**Requisitos del ejercicio**:
**A)** Cita literalmente el pasaje del texto sobre la pena de muerte que comienza en las palabras con "Son múltiples los" y acaba después de "demasiado egoístas, enjuiciadores.".
**B)** Responde estas preguntas sobre el texto de la pena de muerte:
(i) ¿Hace cuánto tiempo se escribió el poema?
(ii) ¿Qué se califica como "la mayor salvajada persistente en este mundo"?
(iii) ¿Con qué se compara a cada individuo cuyos resortes pueden estropearse en cualquier momento?
**C)** Prosigue el texto sobre la pena de muerte a partir de su última oración.

**** Fragmento

Corona perpetua (Yo también soy Troy Davis)

Hoy me resulta imprescindible hablar antes del poema. Lo escribí hará una semana. Entonces ni había oído hablar de Troy Davis, la persona que ayer fue ejecutada por una democracia occidental líder en la garantía legal de otras libertades y a la que en alguna ocasión llego a admirar por muy antiyanqui que fuera en mi juventud.
A veces pienso que sólo precisamente la juventud de ese país propicia que en su sistema legal encontremos la frescura de algunos de sus mecanismos políticos y de convivencia, algo que a la vieja Europa le está vedado, tal vez por cansancio de historia de sus propios habitantes, una especie de conciencia colectiva que provoca su apatía ante determinadas injusticias del hombre sobre el hombre. Como cuando una persona ya anciana, cansada de luchar en esta vida, se decanta por regalar chucherías a sus nietos en vez de esforzarse en educarlos en sus hábitos alimenticios... algo así, aunque el ejemplo parezca insulso.
Pero es esa misma juventud la que favorece  la ceguera y el descontrol ante sus impulsos más instintivos. La condena a muerte es la mayor salvajada persistente en este mundo. Da igual que la persona convicta haya matado a cien  personas que que sea inocente, como en el caso de Troy Davis parece. El estado se erige en controlador de la vida humana, en matador. El estado no son los políticos. El estado es tan sólo un ente. El estado somos todos. El estado no tiene conciencia. Que la posea tan sólo depende de sus votantes en una democracia, de la conciencia de cada individuo.
Si cada uno de estos individuos adquiriera la conciencia de que, como cualquier máquina, sus resortes pueden estropearse en cualquier momento, no admitiría dar el poder sobre la vida humana. Porque vida humana somos todos, y si hoy se ejecuta por asesinar, mañana con un cambio de ley se puede ejecutar por, cualquier ejemplo vale,  fumar, saltarse un límite velocidad o dar de mamar a tu hijo.
Son múltiples los argumentos contra la muerte como condena legal, todos los conocemos, pero quiero incidir sólo en ese. Todos los demás me parecen prescindibles, demasiado egoístas, enjuiciadores.
Sí, da igual que Troy Davis fuera inocente que no. A su familia no le dará igual, a él tampoco le dio, como a ningún familiar de víctima de un crimen le puede resultar indiferente que otra persona le arrebate la vida de un ser querido.
Lo importante es que una máquina ha matado, con nuestro permiso, a un semejante.

********
**** Extracto de datos

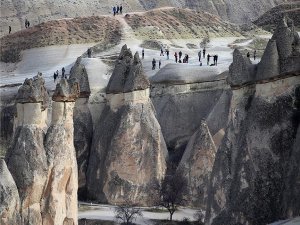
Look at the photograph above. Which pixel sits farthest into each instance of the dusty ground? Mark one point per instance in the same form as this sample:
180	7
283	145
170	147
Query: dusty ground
172	23
60	32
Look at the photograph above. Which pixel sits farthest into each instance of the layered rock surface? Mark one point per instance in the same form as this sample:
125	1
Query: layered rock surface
60	196
26	158
181	106
83	124
128	152
9	197
254	178
43	165
197	163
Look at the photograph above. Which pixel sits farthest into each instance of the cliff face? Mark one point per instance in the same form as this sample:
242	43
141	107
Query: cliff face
60	196
83	124
254	177
26	159
43	165
197	163
128	153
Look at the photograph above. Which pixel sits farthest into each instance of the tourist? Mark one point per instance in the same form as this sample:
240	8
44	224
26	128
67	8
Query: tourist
161	52
89	52
63	72
208	57
114	10
153	64
180	54
54	76
215	60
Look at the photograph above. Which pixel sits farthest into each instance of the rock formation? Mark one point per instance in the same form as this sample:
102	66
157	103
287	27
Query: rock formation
255	174
197	162
9	197
282	54
83	124
43	167
26	159
128	153
182	106
60	195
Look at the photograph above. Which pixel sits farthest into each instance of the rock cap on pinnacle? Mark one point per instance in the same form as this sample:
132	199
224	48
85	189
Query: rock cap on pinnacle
128	74
66	91
79	72
33	91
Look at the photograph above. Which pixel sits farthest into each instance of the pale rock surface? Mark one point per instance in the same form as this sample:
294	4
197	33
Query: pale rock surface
83	124
59	201
197	163
128	153
26	158
256	170
9	197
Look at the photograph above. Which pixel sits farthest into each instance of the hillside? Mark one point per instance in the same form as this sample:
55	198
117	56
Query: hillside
175	23
14	12
60	32
269	19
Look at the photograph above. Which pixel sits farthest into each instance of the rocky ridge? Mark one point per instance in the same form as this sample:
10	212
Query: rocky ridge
251	178
14	12
128	152
43	164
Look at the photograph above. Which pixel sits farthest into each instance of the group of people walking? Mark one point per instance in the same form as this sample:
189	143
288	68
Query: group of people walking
117	9
254	54
56	74
208	56
27	23
154	64
178	57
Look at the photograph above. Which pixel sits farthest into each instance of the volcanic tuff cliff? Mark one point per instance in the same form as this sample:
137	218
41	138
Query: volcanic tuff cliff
43	165
128	153
255	177
14	12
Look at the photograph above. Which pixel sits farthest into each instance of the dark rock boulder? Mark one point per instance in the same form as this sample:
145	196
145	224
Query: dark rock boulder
66	90
128	154
197	163
34	91
128	74
240	71
249	175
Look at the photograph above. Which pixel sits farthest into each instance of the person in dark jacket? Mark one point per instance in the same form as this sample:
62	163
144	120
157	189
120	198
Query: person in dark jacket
153	64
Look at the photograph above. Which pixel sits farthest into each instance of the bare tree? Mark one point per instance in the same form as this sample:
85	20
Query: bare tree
172	191
127	212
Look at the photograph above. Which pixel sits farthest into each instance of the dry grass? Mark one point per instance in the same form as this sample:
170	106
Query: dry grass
179	23
60	32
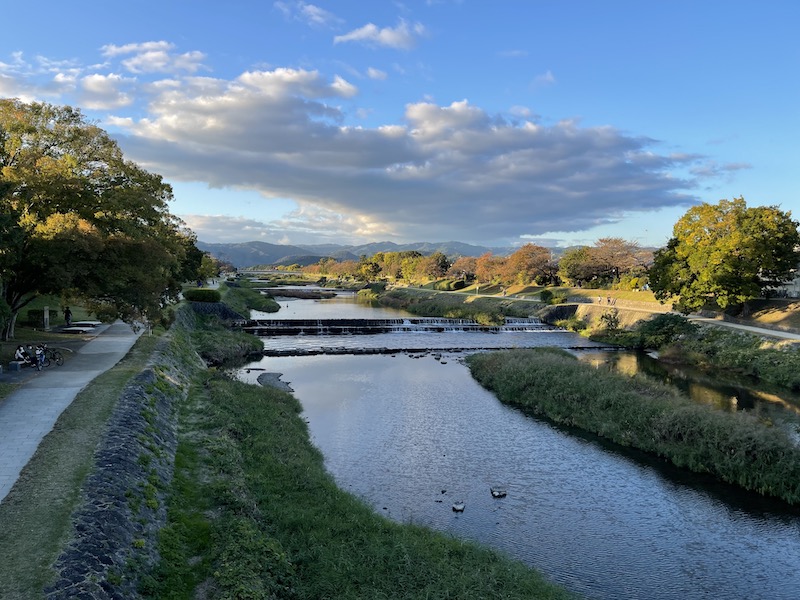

********

**Respuestas escritas**:
**A)**
Son múltiples los argumentos contra la muerte como condena legal, todos los conocemos, pero quiero incidir sólo en ese. Todos los demás me parecen prescindibles, demasiado egoístas, enjuiciadores.

**B)**
(i) Hará una semana.
(ii) La condena a muerte.
(iii) Con cualquier máquina.

**C)**
Se demuestra la cobardía del ser humano. Delega y legaliza, INSTITUYE, un impulso particular, privado, íntimo, negativo que yo al menos comprendo, eliminar, hacer daño a quien te lo hace, en otro y en otro tipo de "sujeto". Comprendo que un ser humano mate, entra dentro de nuestra naturaleza, seres vivos somos. No me da miedo esa posibilidad, la misma que existe para que yo misma pudiera hacerlo, pues ser humano soy. Si uno sólo es capaz, estoy segura de que yo también lo soy. Asimilando nuestros vicios más negativos podemos pelear por ir reconvirtiéndolos en algo positivo, alejar el impulso por dañar al semejante. 
Pero que una máquina legal cuente con nuestro permiso para hacerlo, ME ATERRA. Esto no querré asimilarlo nunca.
Yo también soy Troy Davis.



Corona perpetua

La culpa la tienen las beatas
ocasiones en que tú y yo
coincidimos perdidos en el tumulto
del vecindario.
Se alimentó de nuestros adioses,
tan constantes como aclimatados
a la sordina del viento
que resuena correteando
por las esquinas.
Recuerdan cantos bellos
sobre la alfombra mullida
a la luz de un fuego prometeico.
Perdimos el ronzal,
pero aún me alimentan
tus lametones sobre mi piel.
Las mareas cantan hojas del verano
que salpican mi rostro
y el otoño rezuma bienvenidas.

Vivo al otro lado del mundo
a donde las barcazas llegan
cargados sus lomos sumergidos,
hélices hundidas en el légamo.
Vacíos encontrarán sus bujes,
sus tablas de madera, deformadas.
No hay nadie en la exacta línea
azul celeste del horizonte.

Quejaos cuanto queráis.
Con precisa cirugía
el escalpelo de mi uña
os silbará siempre al oído:
no me vais a robar lo único
que evitó el refrito de mi carne
en la eléctrica cocinilla,
esa de cuatro patas
con corona de luces.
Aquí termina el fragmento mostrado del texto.